- EXERCISE BRIEF: Return the passage of the UCL cancer trials funding article starting with "UCL cancer trials to" and going on through "across the UK.", copied word for word.

UCL cancer trials to get £9m funding boost
15 February 2018
Cancer Research UK is planning to invest nearly £9m over the next five years into research at the Cancer Research UK & UCL Cancer Trials Centre. The announcement is part of a £45 million investment into Cancer Research UK’s network of clinical trials units across the UK.
Professor Charles Swanton (UCL Cancer Institute and the Francis Crick Institute), Cancer Research UK’s chief clinician, said: “Our clinical research enables us to translate discoveries from the lab in order to improve cancer diagnostics and treatments, giving more patients the best chance of beating their disease.”
“This is particularly important for patients with hard to treat cancers, including pancreatic, oesophageal, lung and brain tumours, where options for treatment are limited and survival rates remain poor.”
The £45m will be divided over five years across eight clinical trials units (CTUs) in Cardiff, Birmingham, Glasgow, Southampton, Leeds and London (at UCL, the Institute of Cancer Research, and Queen Mary University of London).
TRACERx (TRAcking Cancer Evolution through therapy (Rx))
One of the studies benefiting from the funding is TRACERx, led by Professor Swanton and Dr Mariam Jamal-Hanjani (UCL Cancer Institute), which aims to transform our understanding of non-small cell lung cancer and take a practical step towards precision medicine.

- GIVEN ENTRIES:
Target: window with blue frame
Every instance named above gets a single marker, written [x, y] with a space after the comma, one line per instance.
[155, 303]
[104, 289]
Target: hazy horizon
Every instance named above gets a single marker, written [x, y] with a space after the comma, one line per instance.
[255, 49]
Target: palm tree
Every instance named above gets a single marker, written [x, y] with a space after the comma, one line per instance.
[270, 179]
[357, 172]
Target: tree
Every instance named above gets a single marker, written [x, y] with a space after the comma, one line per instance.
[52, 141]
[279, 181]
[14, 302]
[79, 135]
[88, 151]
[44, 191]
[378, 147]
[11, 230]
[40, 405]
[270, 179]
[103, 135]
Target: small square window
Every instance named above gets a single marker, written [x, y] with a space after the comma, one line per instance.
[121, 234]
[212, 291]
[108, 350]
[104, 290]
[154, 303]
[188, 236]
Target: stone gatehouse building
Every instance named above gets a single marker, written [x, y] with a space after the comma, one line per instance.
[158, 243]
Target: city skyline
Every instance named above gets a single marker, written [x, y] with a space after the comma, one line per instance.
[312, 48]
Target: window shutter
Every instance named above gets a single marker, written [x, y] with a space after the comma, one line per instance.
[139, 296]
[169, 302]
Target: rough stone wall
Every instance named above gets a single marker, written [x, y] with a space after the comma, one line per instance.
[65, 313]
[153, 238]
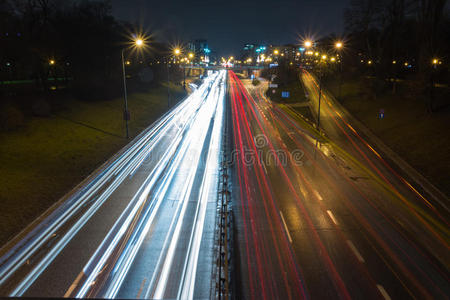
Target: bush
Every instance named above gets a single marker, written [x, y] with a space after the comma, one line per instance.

- EXERCISE RESPONSE:
UCL cancer trials to get £9m funding boost
15 February 2018
Cancer Research UK is planning to invest nearly £9m over the next five years into research at the Cancer Research UK & UCL Cancer Trials Centre. The announcement is part of a £45 million investment into Cancer Research UK’s network of clinical trials units across the UK.